Passage to read ▸
= Beginning of Section =

Jayashree Misra has written her heart out in Ancient Promises- a touching story- a story of every woman, a story she prefers to be called 'a mother daughter story'. Ancient Promises is about a woman who gets into a bad marriage and struggles to get the right therapy and schooling for a child whom most people unsympathisingly refer to as a 'mentally handicapped' and shun like a contagious disease. It's the tale of a daughter who loves her parents and sacrifices a fledgling love for them and not just that but for the same love she tries to adjust to a system, which pricks her at every point. It's the realistic portrayal of true love - they say it comes back. In an era where divorces happen at the drop of the hat, it's a story where the marriage is given a very good chance before it reaches a point of no return
In an interview the lady whose novel is doing a record print run in just two and a half months talks about her book, the new genre of Indian women writers, and what exactly she has tried to convey through this fiction/semi autobiography.
What set you off writing this book?
To be very honest joblessness can be explained as the trigger. I have been working as a radio journalist for the BBC and had to chuck the job as I was put on the morning shift. Attending to Rohini - my daughter, I could not go off at 5 in the morning. Once my husband and Daughter would go to their work and school respectively, I saw a long day stretching before with nothing meaningful to do. The book grew out of this vacuum. Initially, I had only intended writing a short memoir but once I got started, I couldn't seem to stop.
The book seems to have a undercurrent of karma philosophy. Is Karma a part of your belief system?
More than any universal system, its more of a personal philosophy. In malayalam they use a term called - malay karma which means - some very ancient debt to which is attributed the present sufferings of a person. The title of the book refers to this. I believe that joy and sorrow, beginning and end seem to follow each other in a cycle.
DO you think being a Keralite who spent her formative years in Delhi, gave you a better perspective while writing?
I can really understand what Rushdie is trying to say when he suggests that you have to be both an insider and an outsider to write about anything completely. I do not have my roots anywhere, which is something I am pretty comfortable with - happy to float around! This position did give me the ability to step outside the frame and observe.

= End of Section =

Requirement 1 ▸ Please write out the part of the Ancient Promises interview starting with "To be very honest" and going on through "your belief system?".
Requirement 2 ▸ Translate this sentence from the Ancient Promises interview into Spanish: "The book grew out of this vacuum."
Requirement 3 ▸
Answer these questions using the Ancient Promises interview:
(a) What job did the author hold before leaving it?
(b) What does the Malayalam term "malay karma" mean?
(c) In how much time has the novel reached a record print run?

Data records
= Beginning of Section =

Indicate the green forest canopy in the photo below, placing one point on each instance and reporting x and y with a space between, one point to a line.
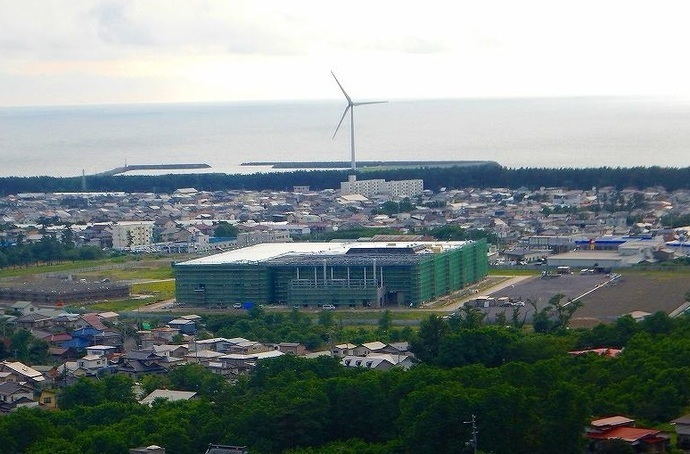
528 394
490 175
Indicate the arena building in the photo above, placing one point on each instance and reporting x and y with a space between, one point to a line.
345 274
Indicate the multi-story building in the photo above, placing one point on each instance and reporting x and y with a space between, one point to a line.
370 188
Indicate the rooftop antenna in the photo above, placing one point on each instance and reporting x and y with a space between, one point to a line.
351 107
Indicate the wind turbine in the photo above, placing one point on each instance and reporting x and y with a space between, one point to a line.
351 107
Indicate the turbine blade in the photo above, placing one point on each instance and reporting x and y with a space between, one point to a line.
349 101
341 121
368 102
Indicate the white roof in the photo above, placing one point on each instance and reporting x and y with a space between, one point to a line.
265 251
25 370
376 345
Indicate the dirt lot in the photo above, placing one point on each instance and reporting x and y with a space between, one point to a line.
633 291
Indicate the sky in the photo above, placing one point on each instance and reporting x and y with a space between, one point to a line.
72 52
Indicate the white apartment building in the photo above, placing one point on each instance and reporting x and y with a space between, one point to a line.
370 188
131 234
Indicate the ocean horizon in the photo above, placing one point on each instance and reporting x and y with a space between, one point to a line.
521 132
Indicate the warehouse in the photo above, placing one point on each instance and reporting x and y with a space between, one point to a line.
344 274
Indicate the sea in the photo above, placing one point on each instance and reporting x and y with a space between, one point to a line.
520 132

= End of Section =

Exercise result 1 ▸
To be very honest joblessness can be explained as the trigger. I have been working as a radio journalist for the BBC and had to chuck the job as I was put on the morning shift. Attending to Rohini - my daughter, I could not go off at 5 in the morning. Once my husband and Daughter would go to their work and school respectively, I saw a long day stretching before with nothing meaningful to do. The book grew out of this vacuum. Initially, I had only intended writing a short memoir but once I got started, I couldn't seem to stop.
The book seems to have a undercurrent of karma philosophy. Is Karma a part of your belief system?

Exercise result 2 ▸ El libro surgió de este vacío.

Exercise result 3 ▸
(a) Radio journalist for the BBC.
(b) Some very ancient debt to which a person's present sufferings are attributed.
(c) Two and a half months.